→ **Do this**
Transcribe the clown show post word for word, from "Red, white, red, white, the" down to "through the crowd.".

→ **Document text**
________________________________________

#344: The Most Sarcastic Child in Chicago Watches a Clown Show

July 9th, 2014

The children chased a line of balloons the young clown wafted behind him.

Red, white, red, white, the balloons alternated down the chain. The children laughed and shrieked and tried to hold on as the young man in greasepaint ran them through the crowd.

The sun started its slow descent over the boathouse to the west, glistening and glimmering off the lagoon where happy fishermen plied their futile hobby. The spot of grass by house and water was filled with smiling families, laughing children and the sounds of a small live band playing a light and smooth 1920s Puerto Rican jazz.

“Is this that clown thing they were talking about?” came a voice from behind me.

The voice was a female one, withering in that way only 12 year olds can muster.

From earlier context, I knew she came with her family – a young brother who slightly got what was going on, a father too tired to fight and a mother who, by gum, was going to have a fun family evening even if no one liked it.

________________________________________

→ **Data segment**
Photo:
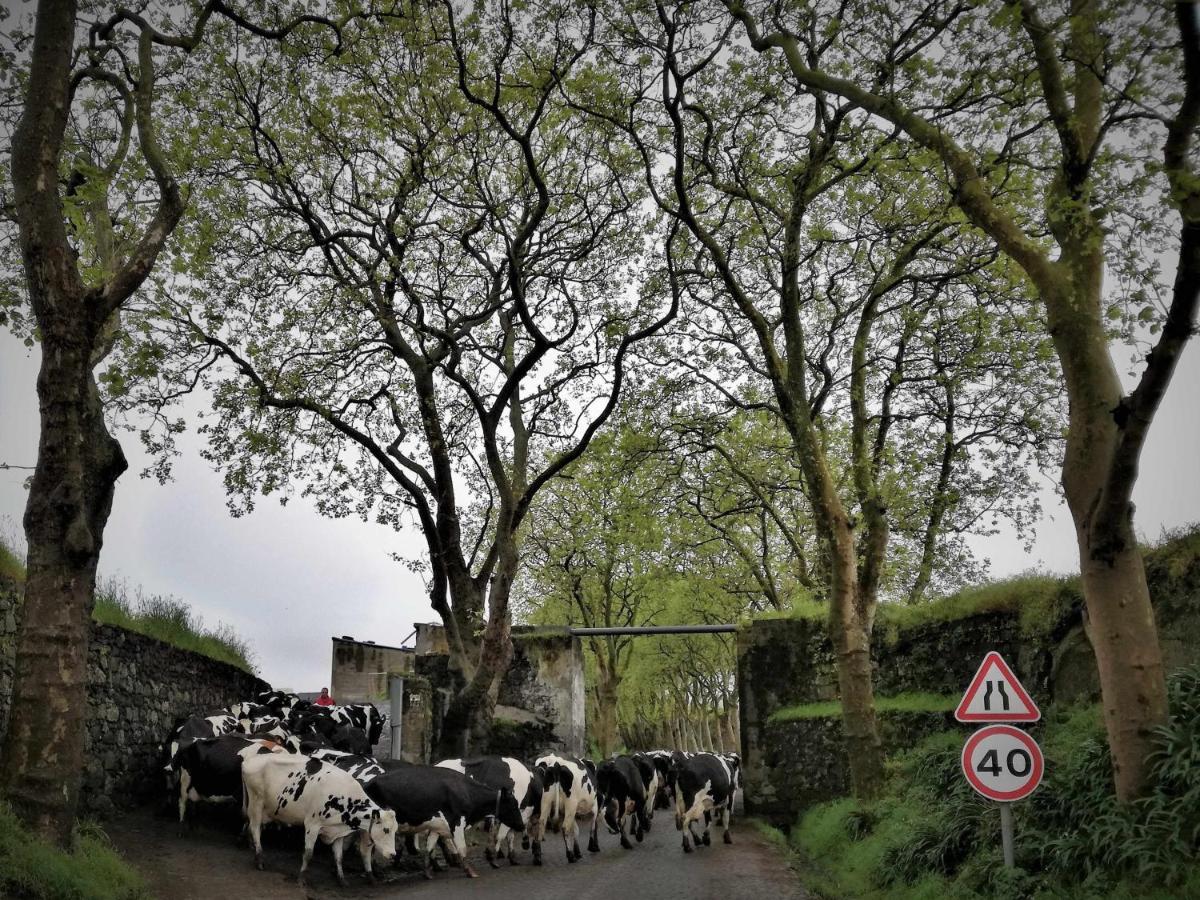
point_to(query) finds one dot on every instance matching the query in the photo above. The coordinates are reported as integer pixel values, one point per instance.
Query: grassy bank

________________________________________

→ **Response below**
Red, white, red, white, the balloons alternated down the chain. The children laughed and shrieked and tried to hold on as the young man in greasepaint ran them through the crowd.